[PAGE EXCERPT]:
☆ ☆ ☆ ☆ ☆

Posted: April 18, 2008 5:49 p.m.
Updated: June 19, 2008 5:02 a.m.
Imagine if your kids go to the bank to get their inheritance after you die, and the bank won't give them the money unless they go to court for months and spend thousands of dollars in probate fees. Imagine if you give all your money to your spouse after you die, but then the government steps in and takes a huge chunk of your assets that were intended for your heirs.

What if you pass away and your wife marries a man who eventually becomes co-owner on all your property, which ultimately leads to the unintentional disinheritance of your kids? Imagine if all your personal information were basically available for anyone to see via court records and proceedings. What if you could avoid headaches like this by creating a living trust?

Not just for the rich
Many people do not consider a living trust because there is a perception that trusts are only for the rich. Some believe those with living trusts live in huge mansions on acres and acres of property.

They speak with fake British accents, play sophisticated games like croquet, go to fancy ballroom parties and eat caviar all day.

Did you ever wonder how the rich manage to keep their wealth in the family and pass it on from generation to generation? Many wealthy families use living trusts. Now more than ever, the "not-so-wealthy"
have figured out that living trusts don't belong to the rich.

Nowhere in the law books does it say that living trusts belong exclusively to the wealthy. One of the most popular tools for preserving and managing your wealth (no matter how much you have) is the living trust. Don't worry. You won't have to attend fancy parties or eat caviar!

What about your stuff
If you have any "stuff," then you should consider what happens to that stuff during your life and when you're gone. You've worked hard to accumulate all the "stuff" you have. If you gather all the stuff you own, it is known as your "estate." When you make plans for your stuff, you are engaging in the wise activity of "estate planning." If you own "stuff," and you want to manage and preserve that "stuff," then you need an estate plan.

People with smaller or mid-size estates often don't consider estate planning. They figure, or they've been told, they don't have enough "stuff" to worry about it. They are told their estate is not large enough to consider a trust. In fact, smaller estates may have more to lose because probate-related fees (and taxes in some cases) can take a huge bite out of the smaller estate. In some cases, if you have less than other people, then you arguably have more to lose if you fail to plan.

☆ ☆ ☆ ☆ ☆

[RECORD EXTRACTS]:
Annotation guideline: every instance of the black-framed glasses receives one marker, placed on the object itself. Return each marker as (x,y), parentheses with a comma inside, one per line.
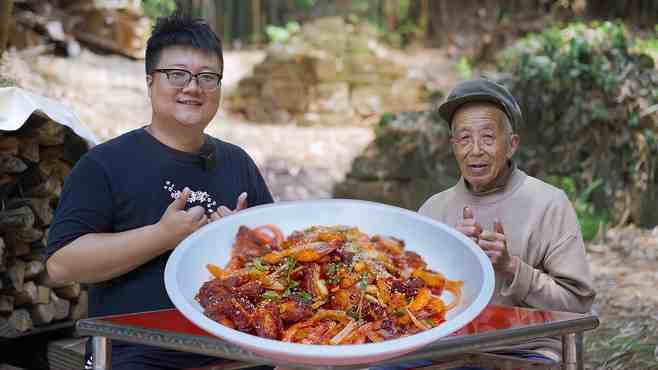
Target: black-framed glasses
(179,78)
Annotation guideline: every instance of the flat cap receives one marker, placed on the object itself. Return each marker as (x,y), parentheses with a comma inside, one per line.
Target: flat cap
(481,89)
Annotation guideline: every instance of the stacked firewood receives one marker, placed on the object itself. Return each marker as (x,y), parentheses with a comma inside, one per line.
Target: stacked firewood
(112,25)
(34,161)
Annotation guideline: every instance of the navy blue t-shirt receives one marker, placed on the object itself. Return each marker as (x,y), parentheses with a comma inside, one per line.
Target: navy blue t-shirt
(129,182)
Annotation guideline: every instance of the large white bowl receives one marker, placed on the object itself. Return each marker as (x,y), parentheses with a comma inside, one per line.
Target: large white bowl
(442,247)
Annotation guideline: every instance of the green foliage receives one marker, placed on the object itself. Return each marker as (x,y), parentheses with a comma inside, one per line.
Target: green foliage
(584,90)
(464,67)
(591,220)
(305,4)
(649,45)
(590,53)
(281,34)
(158,8)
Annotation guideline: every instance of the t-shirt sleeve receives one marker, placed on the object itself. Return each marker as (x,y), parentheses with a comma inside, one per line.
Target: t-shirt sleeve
(85,205)
(258,192)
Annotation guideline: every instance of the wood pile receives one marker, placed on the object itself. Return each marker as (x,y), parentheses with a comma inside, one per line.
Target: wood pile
(34,161)
(60,26)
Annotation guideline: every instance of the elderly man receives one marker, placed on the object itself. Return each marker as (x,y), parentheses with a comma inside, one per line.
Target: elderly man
(130,201)
(527,227)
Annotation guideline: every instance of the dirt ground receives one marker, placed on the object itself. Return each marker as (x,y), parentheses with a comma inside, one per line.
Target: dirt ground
(109,95)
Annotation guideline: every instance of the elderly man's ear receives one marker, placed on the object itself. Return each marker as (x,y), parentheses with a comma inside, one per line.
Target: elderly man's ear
(149,82)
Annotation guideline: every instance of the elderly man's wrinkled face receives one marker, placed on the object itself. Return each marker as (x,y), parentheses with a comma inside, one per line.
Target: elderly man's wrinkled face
(483,143)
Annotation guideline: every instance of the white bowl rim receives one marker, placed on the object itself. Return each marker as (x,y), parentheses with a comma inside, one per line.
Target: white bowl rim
(310,353)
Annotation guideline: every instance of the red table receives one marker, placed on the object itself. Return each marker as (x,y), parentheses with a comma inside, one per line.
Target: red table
(495,326)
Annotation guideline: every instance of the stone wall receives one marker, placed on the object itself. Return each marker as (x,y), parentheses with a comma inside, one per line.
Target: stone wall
(409,160)
(329,73)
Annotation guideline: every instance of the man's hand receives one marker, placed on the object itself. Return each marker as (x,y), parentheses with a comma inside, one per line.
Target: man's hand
(177,223)
(224,211)
(494,244)
(468,226)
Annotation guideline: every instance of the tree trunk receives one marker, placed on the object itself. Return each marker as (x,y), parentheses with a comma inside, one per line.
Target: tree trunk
(6,7)
(256,21)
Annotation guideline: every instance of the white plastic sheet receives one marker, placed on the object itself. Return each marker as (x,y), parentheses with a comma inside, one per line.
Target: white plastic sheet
(17,105)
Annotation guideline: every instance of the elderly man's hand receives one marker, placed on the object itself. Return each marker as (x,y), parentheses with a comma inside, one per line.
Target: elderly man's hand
(494,244)
(468,226)
(224,211)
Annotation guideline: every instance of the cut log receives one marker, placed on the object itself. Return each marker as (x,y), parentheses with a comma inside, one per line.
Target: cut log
(69,292)
(43,294)
(70,152)
(50,133)
(29,149)
(28,235)
(51,188)
(19,321)
(80,308)
(43,211)
(43,313)
(16,273)
(15,219)
(54,168)
(11,164)
(36,254)
(10,145)
(45,280)
(20,248)
(62,306)
(7,185)
(33,268)
(28,295)
(6,304)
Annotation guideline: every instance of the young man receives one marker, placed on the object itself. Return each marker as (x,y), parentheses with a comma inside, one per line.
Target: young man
(130,201)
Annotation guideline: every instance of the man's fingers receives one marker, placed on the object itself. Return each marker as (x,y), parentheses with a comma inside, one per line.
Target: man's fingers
(478,228)
(197,212)
(498,227)
(490,245)
(179,203)
(202,222)
(242,202)
(223,211)
(468,213)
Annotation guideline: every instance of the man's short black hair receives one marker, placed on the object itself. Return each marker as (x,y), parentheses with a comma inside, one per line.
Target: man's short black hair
(181,30)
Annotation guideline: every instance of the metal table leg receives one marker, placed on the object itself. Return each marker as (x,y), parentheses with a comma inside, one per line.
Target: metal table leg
(572,351)
(101,353)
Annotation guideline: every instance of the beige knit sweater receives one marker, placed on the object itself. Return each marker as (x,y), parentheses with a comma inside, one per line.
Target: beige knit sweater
(542,233)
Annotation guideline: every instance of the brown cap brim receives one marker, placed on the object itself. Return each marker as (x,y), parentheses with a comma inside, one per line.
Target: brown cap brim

☆ ☆ ☆ ☆ ☆

[OBJECTIVE A]:
Answer these questions using the article on living trusts:
(i) According to the article, what perception keeps many people from considering a living trust?
(ii) What name does the article give to all the stuff a person owns when it is gathered together?
(iii) Why does the article say smaller estates may have more to lose?
[OBJECTIVE B]:
Carry the article on living trusts forward, starting right after its final sentence and keeping its tone.

[WRITTEN ANSWER A]:
(i) The perception that trusts are only for the rich.
(ii) The person's "estate."
(iii) Probate-related fees, and in some cases taxes, can take a huge bite out of a smaller estate.

[WRITTEN ANSWER B]:
When you make a living trust, you are known as the "settlor" (you may have also seen "trustor" or "grantor"). Now, imagine a large box as your living trust. You will put almost everything you own into this box. This is called "funding" the living trust. However, the great thing is that you get to maintain control over everything in the box, just as before. In fact, you probably won't notice any difference at all. The box's purpose to keep your "stuff" safe, for your sake and for the sake of your ultimate beneficiaries.

Then you will appoint a gatekeeper known as the "trustee" whose job it is to keep all your stuff safe. In your living trust, you will set out a list of instructions for your trustee. If you've ever hired a babysitter, you've likely given him or her a list of instructions. However, most people have not taken the time to do the same on a larger scale.

Purpose of the living trust
The purpose of the living trust is to avoid probate, reduce estate taxes, preserve your privacy and manage your financial affairs. If you don't plan ahead, court intervention is almost certain. If you end up in court, that means you and/or your family will have to spend money on court filing fees, paperwork, attorneys, probate fees, appraisal fees and more (not to mention the time it takes and the emotional toll such a process involves). With a properly-created revocable living trust, you can avoid headaches such as those mentioned at the outset of this article. Imagine that.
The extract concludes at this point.